| Required actions |
1. In the UHMW router table thread, what does Mike say happens to clamps on UHMW?
2. Extend the UHMW router table thread from where it stops.

| Document section |
# Uhmw



## S Bolton (Mar 5, 2007)

BJ how flat would a UHMW router table be if the UHMW is 3/8 inch with a fair bottom like MDF?

Any idea?

Thanks

sb


----------



## bobj3 (Jan 17, 2006)

Hi Steve

Most 3/4" thick MDF is flat and true and with the UHMW it will be flat and true and slick  neat stuff .....


====




S Bolton said:


> BJ how flat would a UHMW router table be if the UHMW is 3/8 inch with a fair bottom like MDF?
> 
> Any idea?
> 
> ...


----------



## S Bolton (Mar 5, 2007)

would like to ask the question a different way. How flat would 3/8 inch UHMW be? General question I guess.

Thanks

sb


----------



## bobj3 (Jan 17, 2006)

Hi Steve

It's flat because it's machine made 

=======


----------



## Mike (Nov 22, 2004)

While UHMW might seem to be the ideal surface it is not. Clamps will slip on it. The cost is much greater than using a laminate. It is softer and more likely to be damaged than other surfaces.


----------



## S Bolton (Mar 5, 2007)

Bj, how does your UHMW router table work, or am I dreaming you have one with that on the top?

sb


----------



## S Bolton (Mar 5, 2007)

I now see that this has been discussed before. Sorry.

sb


----------



## bobj3 (Jan 17, 2006)

Recorded data:
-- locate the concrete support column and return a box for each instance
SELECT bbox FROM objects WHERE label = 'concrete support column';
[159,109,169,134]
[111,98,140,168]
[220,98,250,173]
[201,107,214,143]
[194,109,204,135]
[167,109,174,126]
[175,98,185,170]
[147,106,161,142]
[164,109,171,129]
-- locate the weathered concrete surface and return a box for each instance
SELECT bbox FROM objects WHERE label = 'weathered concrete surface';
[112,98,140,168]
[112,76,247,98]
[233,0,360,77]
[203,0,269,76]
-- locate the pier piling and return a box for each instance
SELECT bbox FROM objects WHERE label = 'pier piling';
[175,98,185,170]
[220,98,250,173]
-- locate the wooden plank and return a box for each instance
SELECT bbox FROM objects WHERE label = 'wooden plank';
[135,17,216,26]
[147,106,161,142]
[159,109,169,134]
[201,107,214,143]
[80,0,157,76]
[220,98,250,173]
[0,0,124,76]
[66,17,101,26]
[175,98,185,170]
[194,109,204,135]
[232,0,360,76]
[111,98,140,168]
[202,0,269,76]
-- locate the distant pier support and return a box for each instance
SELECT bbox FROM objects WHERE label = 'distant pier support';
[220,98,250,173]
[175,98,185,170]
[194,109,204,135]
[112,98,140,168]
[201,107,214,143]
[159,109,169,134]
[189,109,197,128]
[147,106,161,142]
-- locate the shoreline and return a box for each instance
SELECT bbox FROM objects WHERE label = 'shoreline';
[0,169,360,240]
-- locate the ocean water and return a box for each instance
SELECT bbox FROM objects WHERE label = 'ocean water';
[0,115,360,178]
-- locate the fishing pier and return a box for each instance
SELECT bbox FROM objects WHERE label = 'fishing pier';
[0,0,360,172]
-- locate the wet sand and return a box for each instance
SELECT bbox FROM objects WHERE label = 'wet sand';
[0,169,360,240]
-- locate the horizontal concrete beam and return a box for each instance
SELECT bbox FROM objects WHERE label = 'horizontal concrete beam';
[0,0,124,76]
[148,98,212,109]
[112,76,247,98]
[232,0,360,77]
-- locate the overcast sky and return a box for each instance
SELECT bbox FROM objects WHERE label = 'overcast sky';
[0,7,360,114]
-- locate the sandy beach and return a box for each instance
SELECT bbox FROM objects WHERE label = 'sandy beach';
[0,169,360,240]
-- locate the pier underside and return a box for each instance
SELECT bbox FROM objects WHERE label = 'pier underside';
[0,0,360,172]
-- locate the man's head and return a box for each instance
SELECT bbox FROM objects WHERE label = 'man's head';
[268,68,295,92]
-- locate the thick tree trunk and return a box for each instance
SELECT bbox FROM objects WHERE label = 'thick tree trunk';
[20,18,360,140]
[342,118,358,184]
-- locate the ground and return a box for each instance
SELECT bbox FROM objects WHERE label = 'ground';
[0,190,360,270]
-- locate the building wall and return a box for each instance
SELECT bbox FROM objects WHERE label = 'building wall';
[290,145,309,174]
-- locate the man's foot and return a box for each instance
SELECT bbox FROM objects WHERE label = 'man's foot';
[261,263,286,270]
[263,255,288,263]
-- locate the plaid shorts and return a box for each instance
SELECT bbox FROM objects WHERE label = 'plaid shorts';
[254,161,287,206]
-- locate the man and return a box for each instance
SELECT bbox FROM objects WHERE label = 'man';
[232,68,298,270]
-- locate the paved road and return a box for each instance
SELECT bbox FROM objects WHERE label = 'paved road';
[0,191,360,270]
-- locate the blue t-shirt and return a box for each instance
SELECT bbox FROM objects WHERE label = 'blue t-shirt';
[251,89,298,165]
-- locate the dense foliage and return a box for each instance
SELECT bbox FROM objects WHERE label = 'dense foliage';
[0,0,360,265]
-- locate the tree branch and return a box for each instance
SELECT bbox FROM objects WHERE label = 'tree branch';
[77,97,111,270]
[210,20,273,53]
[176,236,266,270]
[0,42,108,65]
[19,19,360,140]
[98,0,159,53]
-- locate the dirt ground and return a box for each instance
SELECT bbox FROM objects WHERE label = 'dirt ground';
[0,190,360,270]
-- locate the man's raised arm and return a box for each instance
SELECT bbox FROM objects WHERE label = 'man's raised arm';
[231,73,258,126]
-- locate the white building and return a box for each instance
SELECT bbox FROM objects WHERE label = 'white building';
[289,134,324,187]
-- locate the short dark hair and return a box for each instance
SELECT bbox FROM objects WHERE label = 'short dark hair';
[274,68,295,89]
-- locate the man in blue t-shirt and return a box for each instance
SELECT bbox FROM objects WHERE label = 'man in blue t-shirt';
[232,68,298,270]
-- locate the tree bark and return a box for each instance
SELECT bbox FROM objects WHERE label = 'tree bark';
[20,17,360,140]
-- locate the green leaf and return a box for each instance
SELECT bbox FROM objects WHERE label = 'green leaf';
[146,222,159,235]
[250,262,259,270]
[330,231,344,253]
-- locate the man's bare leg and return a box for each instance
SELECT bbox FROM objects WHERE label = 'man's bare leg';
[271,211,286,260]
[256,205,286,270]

| Results |
1. Clamps will slip on it.

2.
Hi Steve

" UHMW router table work "
It works very well and the clamps don't slip, Bob and Rick R. use the UHMW stock for the fence and use C-Clamps on it..

=========


----------



## S Bolton (Mar 5, 2007)

Interesting. Thanks

sb


----------



## Mike (Nov 22, 2004)

BJ, Bob and Rick use HDPE for their jigs and fences. High Density PolyEthylene is a very different animal from Ultra High Molecular Weight. HDPE can be glued, UHMW can not.(except with an experimental glue that is not for sale at any price) The self lubricating characteristics of UHMW make it ideal for items like chain idler tensioners.


----------



## S Bolton (Mar 5, 2007)

Mike, are you saying UHMW is not a good choice for a router table top?

sb


----------



## Mike (Nov 22, 2004)

I believe there are better choices for the money. I am very happy with a laminate top on my Router Workshop table, and the first table I built had a Formica top and bottom as well. This costs much less than UHWM, and for me that alone is reason enough since bits are not free.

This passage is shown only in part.